Le dernier ouvrage de Stephen King est un recueil composé de 4 nouvelles. Deux sorties sont prévues aux États-Unis en 2021. La première « Later » paraîtra le 2 mars 2021 et traitera d’un garçon doté de pouvoirs particuliers. L’accroche est « Parfois, grandir implique de regarder ses démons en face », vaste programme ! La seconde aura pour titre « Billy Sommers » et paraîtra le 3 août 2021, l’histoire d’un homme bon qui exerce un job pourri. Tout cela pour dire à quel point Stephen King est un auteur prolifique, à l’imagination sans limites, qui n’a de cesse d’écrire encore et toujours. Son œuvre comprend aujourd’hui une soixantaine de romans et plus de deux cents nouvelles ! « Si ça saigne » est son dernier ouvrage sorti en France. Il y reprend le personnage de Holly Gibney dans la nouvelle éponyme qui est aussi la plus longue et une suite directe de « L’Outsider » paru en 2019. Autant vous le dire tout de suite, ce n’est pas ma préférée et je n’en parlerai pas ici pour ne pas spoiler ceux qui n’auraient pas lu « l’Outsider ». Je préfère me focaliser sur les trois autres nouvelles que j’ai trouvées exceptionnelles, tant sur le contenu et l’ouverture du champ des possibles, que sur la manière de les raconter. Stephen King est un conteur de génie, hors pair, qui a ce don de nous embarquer dès les premières lignes dans son univers, quel qu’il soit, réaliste ou fantasmagorique. Plus fort encore, il fait remonter mes émotions d’adolescente quand je le lisais, sous la couette, en peine nuit, à la lueur de la lampe de poche, presque en cachette….
Le téléphone de M. Harrigan met la lumière sur l’écart qui existe entre les générations et surtout l’amitié qui peut en naître. Quand Craig rencontre M. Harrigan, chacun vit les vicissitudes liées à son âge. Lorsque les connaissances se mélangent, et que l’un apprend à l’autre ce qu’il ignore, cela donne des scènes extrêmement tendres entre un vieux monsieur qui découvre les nouvelles technologies et un jeune garçon le secret des affaires. Il est question de ces premiers iPhone à la batterie très longue et dont la sonnerie « Stand by your man » résonne dans un endroit improbable. J’ai beaucoup aimé la naissance de cette amitié et le respect mutuel de ces deux protagonistes qui ont beaucoup de choses à s’apprendre.
La vie de Chuck témoigne, s’il le faut encore, de toute la virtuosité littéraire du King. La nouvelle narre la vie d’un homme racontée à l’envers et la fin du monde. La Californie part à la dérive, des espèces entières d’animaux disparaissent de la surface de la Terre, Internet est en passe de rendre l’âme, mais ce qui intrigue la population est cet immense panneau sur lequel on peut lire « Charles Krantz : 39 années formidables ! Merci, Chuck ». Trois moments de la vie de Chuck sont racontés, comme une pièce de théâtre où la fin du monde apparaît presque comme poétique.

## CONSIGNE:
Résumez en deux phrases le texte sur le recueil « Si ça saigne ». Le matériel qui suit provient d'une autre source.

## DONNÉES PRÉSENTÉES:
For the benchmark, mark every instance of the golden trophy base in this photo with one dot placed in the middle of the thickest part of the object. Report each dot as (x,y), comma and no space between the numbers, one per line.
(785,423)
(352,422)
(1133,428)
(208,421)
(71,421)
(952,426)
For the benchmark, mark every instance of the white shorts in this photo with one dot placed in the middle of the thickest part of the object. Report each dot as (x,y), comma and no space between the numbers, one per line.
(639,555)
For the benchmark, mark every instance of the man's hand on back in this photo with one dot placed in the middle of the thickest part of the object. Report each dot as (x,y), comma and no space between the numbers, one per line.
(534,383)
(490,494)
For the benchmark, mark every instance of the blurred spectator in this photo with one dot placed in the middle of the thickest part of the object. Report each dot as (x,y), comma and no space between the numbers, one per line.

## RÉPONSE:
« Si ça saigne », dernier ouvrage de Stephen King sorti en France, reprend le personnage de Holly Gibney dans sa nouvelle la plus longue, mais le texte laisse celle-ci de côté pour se concentrer sur les trois autres, jugées exceptionnelles. Parmi elles, « Le téléphone de M. Harrigan » dépeint l'amitié entre un vieux monsieur et un jeune garçon, tandis que « La vie de Chuck » raconte à l'envers la vie d'un homme sur fond de fin du monde.